Exercise details: Return every entry exactly as it is written in the listing.

Supplied material:
☆ ☆ ☆ ☆ ☆

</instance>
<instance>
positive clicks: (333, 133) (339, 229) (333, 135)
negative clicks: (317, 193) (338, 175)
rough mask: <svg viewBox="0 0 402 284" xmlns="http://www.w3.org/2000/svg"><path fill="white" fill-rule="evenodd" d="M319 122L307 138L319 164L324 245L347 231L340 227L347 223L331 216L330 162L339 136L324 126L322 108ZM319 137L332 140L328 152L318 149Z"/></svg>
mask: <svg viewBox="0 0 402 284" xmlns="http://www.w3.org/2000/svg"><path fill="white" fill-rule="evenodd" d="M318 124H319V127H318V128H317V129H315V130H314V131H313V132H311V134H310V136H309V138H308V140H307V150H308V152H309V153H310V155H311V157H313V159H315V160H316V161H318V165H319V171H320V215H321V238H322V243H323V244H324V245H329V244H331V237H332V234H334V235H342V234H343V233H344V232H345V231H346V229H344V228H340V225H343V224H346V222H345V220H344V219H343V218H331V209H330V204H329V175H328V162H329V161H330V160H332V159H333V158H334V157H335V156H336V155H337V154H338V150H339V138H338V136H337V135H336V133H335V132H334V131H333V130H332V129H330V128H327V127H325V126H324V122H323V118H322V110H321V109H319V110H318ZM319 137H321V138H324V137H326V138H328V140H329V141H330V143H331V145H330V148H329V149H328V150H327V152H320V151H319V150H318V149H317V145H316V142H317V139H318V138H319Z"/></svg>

☆ ☆ ☆ ☆ ☆

Answer for this exercise:
</instance>
<instance>
positive clicks: (333, 133) (339, 229) (333, 135)
negative clicks: (317, 193) (338, 175)
rough mask: <svg viewBox="0 0 402 284" xmlns="http://www.w3.org/2000/svg"><path fill="white" fill-rule="evenodd" d="M319 122L307 138L319 164L324 245L347 231L340 227L347 223L331 216L330 162L339 136L324 126L322 108ZM319 137L332 140L328 152L318 149Z"/></svg>
mask: <svg viewBox="0 0 402 284" xmlns="http://www.w3.org/2000/svg"><path fill="white" fill-rule="evenodd" d="M318 124H319V127H318V128H317V129H315V130H314V131H313V132H311V134H310V136H309V138H308V140H307V150H308V152H309V153H310V155H311V157H313V159H315V160H316V161H318V165H319V171H320V215H321V238H322V243H323V244H324V245H329V244H331V237H332V234H334V235H342V234H343V233H344V232H345V231H346V229H344V228H340V225H343V224H346V222H345V220H344V219H343V218H331V209H330V204H329V175H328V162H329V161H330V160H332V159H333V158H334V157H335V156H336V155H337V154H338V150H339V138H338V136H337V135H336V133H335V132H334V131H333V130H332V129H330V128H327V127H325V126H324V122H323V118H322V110H321V109H319V110H318ZM319 137H321V138H324V137H326V138H328V140H329V141H330V143H331V145H330V148H329V149H328V150H327V152H320V151H319V150H318V149H317V145H316V142H317V139H318V138H319Z"/></svg>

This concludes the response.